▶ _Given request_
Find every line in the listing below that contains the word "window" and copy each of those lines.

(Segmentation labeling items)
----------------
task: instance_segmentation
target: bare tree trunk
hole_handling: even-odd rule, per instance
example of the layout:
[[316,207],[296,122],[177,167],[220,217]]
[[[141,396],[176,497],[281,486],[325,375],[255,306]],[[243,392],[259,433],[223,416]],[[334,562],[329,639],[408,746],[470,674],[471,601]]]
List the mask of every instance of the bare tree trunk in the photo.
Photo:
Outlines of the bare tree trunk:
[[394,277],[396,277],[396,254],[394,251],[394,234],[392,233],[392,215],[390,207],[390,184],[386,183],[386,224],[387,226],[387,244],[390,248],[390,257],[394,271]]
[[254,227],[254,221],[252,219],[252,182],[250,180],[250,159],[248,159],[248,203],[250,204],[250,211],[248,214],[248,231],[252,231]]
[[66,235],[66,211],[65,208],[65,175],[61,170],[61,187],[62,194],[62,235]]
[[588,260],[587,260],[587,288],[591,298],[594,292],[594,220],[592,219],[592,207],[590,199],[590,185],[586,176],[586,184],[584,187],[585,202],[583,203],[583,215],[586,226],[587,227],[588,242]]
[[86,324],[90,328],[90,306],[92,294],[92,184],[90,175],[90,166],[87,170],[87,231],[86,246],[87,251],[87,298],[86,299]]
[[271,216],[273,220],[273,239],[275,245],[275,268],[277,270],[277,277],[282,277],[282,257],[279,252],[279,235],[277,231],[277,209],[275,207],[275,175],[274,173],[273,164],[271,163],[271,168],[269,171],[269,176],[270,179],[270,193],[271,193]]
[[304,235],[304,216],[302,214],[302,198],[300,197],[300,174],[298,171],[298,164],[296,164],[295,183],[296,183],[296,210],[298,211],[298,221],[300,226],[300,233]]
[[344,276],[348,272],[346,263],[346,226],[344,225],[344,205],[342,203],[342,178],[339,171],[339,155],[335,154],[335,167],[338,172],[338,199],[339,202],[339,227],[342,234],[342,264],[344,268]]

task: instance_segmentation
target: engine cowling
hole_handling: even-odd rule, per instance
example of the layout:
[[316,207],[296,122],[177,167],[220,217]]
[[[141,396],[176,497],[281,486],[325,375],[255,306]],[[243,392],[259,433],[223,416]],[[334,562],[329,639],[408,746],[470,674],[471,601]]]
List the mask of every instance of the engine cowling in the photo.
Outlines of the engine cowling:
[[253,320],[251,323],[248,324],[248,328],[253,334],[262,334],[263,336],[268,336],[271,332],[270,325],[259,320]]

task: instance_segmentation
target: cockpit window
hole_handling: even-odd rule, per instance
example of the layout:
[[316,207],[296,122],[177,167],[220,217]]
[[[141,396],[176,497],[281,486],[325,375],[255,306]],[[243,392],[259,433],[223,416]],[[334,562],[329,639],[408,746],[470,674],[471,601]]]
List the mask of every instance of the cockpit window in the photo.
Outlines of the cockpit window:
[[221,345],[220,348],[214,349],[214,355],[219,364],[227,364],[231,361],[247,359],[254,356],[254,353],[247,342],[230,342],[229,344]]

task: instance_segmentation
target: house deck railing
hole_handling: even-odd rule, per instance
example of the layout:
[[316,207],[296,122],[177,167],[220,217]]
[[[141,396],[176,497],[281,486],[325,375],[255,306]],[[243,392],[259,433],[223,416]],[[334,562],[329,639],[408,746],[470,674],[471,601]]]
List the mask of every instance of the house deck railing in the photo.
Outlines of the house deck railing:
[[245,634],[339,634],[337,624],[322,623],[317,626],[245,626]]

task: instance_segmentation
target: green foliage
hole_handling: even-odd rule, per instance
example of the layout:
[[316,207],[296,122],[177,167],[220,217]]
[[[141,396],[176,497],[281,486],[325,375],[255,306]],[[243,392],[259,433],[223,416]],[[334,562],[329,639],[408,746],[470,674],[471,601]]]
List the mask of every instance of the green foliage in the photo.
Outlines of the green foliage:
----------------
▶ _Expected answer_
target: cockpit window
List the mask of every instance of the cockpit window in the photo.
Outlines of the cockpit window:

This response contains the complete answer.